[WHAT IS EXPECTED]
In one to three sentences, explain why the pebbling passage says the seven-point set in dimension six is unavoidable.

[SOURCE PASSAGE]
═══

The purpose of this paper is to extend these results to the
higher dimension analogues of the pebbling game and to a
more general poset version.
\section{Pebbling in ${\bf Z}^n$}
The $n$-dimensional version of the game, suggested by Paul Vaderlind \cite{V},
uses the integer grid points of
the first orthant. One starts with a single pebble on the origin and
a legal move replaces a pebble by $n$ pebbles, each one step away in
the $n$ coordinate directions.
The {\em weight} of a pebble with coordinates $(x_1,\ldots,x_n)$ is
$n^{-x_1-\cdots -x_n}$ and it is obvious that the total weight of
all pebbles is unchanged by a move in the pebbling game. If there
were a pebble on each point in the first orthant, the total weight
would be
$$ \sum_{x_i\ge 0} n^{-x_1-x_2-\cdots} =
\left(\sum_{i=0}^\infty n^{-i}\right)^n =
(1-\frac{1}{n})^{-n} \rightarrow e
\mbox{\quad when\ } n\rightarrow\infty$$
Weight calculations can be used to prove that a certain point set is
unavoidable, for example the seven-point set in ${\Bbb Z}^6$ consisting of
the origin and its six neighbours in the positive orthant. The total weight
that can be carried on all other orthant grid points is
$$ (1-\frac{1}{6})^{-6}-1 -\frac{1}{6} -\frac{1}{6}-\frac{1}{6} -\frac{1}{6} -
\frac{1}{6} -\frac{1}{6} = 0.98598\ldots \ ,$$
but the total pebble weight is one.
Dimension six is the lowest dimension in which this kind of proof will work,
but in fact the following is true.
\begin{proposition}\label{trident}
The four-point set in ${\Bbb Z}^n$, $n\ge 3$ consisting of the origin and
three neighbour points is unavoidable.
\end{proposition}
\begin{proof}
Consider the unit cube defined by the four-point set. When the four points
have been emptied, three other points on the cube will have received two
pebbles each, one of which must be sent along to the $(1,1,1)$-point.
But in a legal game, no point will receive more than two pebbles, as shown in
the proof of Proposition \ref{nk} below.\qed
\end{proof}
Proofs of this kind are greatly facilitated if several pebbles are allowed to
occupy the same point, at least temporarily.

═══

[DATA]
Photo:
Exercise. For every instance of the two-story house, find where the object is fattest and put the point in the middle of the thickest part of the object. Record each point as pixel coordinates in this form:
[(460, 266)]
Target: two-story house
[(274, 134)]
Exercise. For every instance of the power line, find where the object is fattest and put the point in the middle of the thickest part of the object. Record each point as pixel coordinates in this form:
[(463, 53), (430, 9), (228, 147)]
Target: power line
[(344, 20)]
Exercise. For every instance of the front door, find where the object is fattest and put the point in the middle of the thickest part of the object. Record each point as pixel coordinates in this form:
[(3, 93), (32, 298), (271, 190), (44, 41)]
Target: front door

═══

[TASK OUTPUT]
A move never changes the total weight of the pebbles, so that weight stays one. All the orthant grid points outside the seven-point set (the origin and its six neighbors) can together carry a total weight of only 0.98598..., which is less than one. The pebbles therefore can never all leave the set.